Emit the line that holds "t-shirt with autism" and all lines following it through the end of the data, verbatim, and nothing else.

+ + + + + + +

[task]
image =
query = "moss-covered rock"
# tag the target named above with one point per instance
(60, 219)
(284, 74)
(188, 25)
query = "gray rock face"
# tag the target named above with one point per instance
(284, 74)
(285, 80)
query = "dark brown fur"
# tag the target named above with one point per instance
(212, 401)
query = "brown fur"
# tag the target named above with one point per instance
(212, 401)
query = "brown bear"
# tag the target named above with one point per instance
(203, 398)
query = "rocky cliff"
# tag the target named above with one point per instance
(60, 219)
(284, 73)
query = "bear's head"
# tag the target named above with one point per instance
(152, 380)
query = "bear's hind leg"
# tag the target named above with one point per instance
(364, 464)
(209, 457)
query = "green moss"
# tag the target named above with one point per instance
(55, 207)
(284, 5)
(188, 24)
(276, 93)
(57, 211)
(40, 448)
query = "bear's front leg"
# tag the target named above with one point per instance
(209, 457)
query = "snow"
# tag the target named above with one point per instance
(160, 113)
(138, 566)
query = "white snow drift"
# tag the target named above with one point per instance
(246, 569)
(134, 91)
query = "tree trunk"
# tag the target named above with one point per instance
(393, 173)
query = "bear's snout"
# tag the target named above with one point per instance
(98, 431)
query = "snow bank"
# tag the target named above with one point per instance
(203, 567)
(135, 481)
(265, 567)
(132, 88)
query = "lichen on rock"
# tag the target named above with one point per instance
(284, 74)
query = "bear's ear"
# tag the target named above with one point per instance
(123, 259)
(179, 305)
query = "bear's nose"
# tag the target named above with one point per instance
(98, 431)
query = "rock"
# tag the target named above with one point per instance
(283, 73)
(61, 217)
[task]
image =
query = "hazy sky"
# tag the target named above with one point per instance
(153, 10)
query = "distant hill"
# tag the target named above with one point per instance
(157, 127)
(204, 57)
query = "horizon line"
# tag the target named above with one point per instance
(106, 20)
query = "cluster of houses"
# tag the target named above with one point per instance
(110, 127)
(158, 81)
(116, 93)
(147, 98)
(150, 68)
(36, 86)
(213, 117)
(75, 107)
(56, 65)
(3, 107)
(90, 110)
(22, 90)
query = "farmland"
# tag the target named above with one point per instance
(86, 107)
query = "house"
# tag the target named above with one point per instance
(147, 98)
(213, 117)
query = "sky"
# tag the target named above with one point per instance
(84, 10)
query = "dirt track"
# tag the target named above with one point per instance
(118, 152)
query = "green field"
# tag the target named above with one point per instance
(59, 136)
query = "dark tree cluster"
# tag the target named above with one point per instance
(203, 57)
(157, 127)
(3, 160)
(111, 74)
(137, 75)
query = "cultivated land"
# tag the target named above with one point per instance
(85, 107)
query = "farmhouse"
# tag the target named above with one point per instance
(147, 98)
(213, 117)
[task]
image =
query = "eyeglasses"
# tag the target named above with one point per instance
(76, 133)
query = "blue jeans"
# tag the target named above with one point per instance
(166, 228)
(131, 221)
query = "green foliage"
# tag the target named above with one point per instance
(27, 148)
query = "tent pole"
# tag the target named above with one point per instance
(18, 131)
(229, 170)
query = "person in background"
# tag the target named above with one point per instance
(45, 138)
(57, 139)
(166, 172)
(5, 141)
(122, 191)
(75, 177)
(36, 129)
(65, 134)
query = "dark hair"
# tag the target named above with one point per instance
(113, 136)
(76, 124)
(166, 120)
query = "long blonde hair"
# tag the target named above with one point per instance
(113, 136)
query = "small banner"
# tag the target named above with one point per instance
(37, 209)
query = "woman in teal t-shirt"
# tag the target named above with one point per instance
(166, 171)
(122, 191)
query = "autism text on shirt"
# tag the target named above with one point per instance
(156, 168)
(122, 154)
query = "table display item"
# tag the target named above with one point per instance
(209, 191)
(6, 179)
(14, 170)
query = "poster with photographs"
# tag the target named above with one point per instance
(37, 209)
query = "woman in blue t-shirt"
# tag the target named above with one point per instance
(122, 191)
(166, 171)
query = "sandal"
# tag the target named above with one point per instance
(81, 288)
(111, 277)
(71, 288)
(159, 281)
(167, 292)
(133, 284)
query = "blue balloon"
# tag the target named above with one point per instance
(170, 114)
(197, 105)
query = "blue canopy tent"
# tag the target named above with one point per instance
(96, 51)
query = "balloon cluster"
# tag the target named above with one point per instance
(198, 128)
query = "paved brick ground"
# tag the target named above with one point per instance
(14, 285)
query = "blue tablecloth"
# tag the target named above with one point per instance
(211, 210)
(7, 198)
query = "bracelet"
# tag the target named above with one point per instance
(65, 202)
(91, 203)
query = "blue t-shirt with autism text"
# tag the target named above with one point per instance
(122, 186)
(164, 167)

+ + + + + + +

**Written solution:**
query = "blue t-shirt with autism text"
# tag the target named above with one point per instance
(122, 186)
(164, 167)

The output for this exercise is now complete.